EXERCISE DATA section start

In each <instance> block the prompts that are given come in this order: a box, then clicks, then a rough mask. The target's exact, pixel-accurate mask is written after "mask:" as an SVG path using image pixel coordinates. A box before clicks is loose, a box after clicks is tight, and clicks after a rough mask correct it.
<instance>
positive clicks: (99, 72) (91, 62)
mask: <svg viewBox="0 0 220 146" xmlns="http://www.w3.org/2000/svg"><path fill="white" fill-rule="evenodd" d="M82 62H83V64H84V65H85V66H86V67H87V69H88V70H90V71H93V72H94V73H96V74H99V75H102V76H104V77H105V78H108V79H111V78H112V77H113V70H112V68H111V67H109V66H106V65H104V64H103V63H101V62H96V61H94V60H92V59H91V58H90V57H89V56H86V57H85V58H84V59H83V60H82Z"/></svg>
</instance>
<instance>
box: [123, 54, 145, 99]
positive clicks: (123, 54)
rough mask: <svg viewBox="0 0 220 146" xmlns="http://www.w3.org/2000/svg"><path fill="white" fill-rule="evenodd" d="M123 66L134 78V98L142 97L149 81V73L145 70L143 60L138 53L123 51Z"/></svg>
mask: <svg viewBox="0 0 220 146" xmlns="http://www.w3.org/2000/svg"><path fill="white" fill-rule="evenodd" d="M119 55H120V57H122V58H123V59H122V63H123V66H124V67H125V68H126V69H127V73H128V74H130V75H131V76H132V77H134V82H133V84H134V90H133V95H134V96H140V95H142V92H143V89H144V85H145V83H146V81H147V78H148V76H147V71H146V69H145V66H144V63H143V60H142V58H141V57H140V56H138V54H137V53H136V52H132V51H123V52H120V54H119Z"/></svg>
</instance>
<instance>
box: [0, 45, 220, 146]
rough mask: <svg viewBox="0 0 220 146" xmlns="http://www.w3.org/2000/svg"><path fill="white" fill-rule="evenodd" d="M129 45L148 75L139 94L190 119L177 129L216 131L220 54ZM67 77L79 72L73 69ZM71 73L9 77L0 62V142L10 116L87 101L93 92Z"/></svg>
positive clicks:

EXERCISE DATA section end

Your task is to transcribe the material exactly.

In each <instance> block the prompts that are given come in this order: a box, then clicks, then a rough mask. The target's exact, pixel-accurate mask is written after "mask:" as an SVG path using image pixel coordinates. A box before clicks is loose, a box after clicks is tight, and clicks after a rough mask correct it.
<instance>
positive clicks: (99, 72) (91, 62)
mask: <svg viewBox="0 0 220 146" xmlns="http://www.w3.org/2000/svg"><path fill="white" fill-rule="evenodd" d="M82 62H83V64H84V65H85V66H86V67H87V69H88V70H90V71H93V72H94V73H96V74H99V75H102V76H104V77H105V78H108V79H111V78H112V77H113V70H112V68H111V67H109V66H106V65H104V64H103V63H101V62H96V61H94V60H92V59H91V58H90V57H89V56H86V57H85V58H84V59H83V60H82Z"/></svg>
</instance>
<instance>
box: [123, 54, 145, 99]
positive clicks: (123, 54)
rough mask: <svg viewBox="0 0 220 146" xmlns="http://www.w3.org/2000/svg"><path fill="white" fill-rule="evenodd" d="M123 66L134 78V98L142 97L149 81V73L145 70L143 60L138 53L123 51Z"/></svg>
mask: <svg viewBox="0 0 220 146" xmlns="http://www.w3.org/2000/svg"><path fill="white" fill-rule="evenodd" d="M119 55H120V57H122V58H123V59H122V63H123V66H124V67H125V68H126V69H127V73H128V74H130V75H131V76H132V77H134V82H133V84H134V90H133V95H134V96H140V95H142V92H143V89H144V85H145V83H146V81H147V78H148V76H147V71H146V69H145V66H144V63H143V60H142V58H141V57H140V56H138V54H137V53H136V52H132V51H123V52H120V54H119Z"/></svg>
</instance>
<instance>
box: [0, 45, 220, 146]
rough mask: <svg viewBox="0 0 220 146" xmlns="http://www.w3.org/2000/svg"><path fill="white" fill-rule="evenodd" d="M129 45L148 75L139 94L190 119L177 129L216 131L220 54ZM67 77L79 72L73 69ZM71 73L9 77L0 62V142L10 116L87 101L93 92Z"/></svg>
positive clicks:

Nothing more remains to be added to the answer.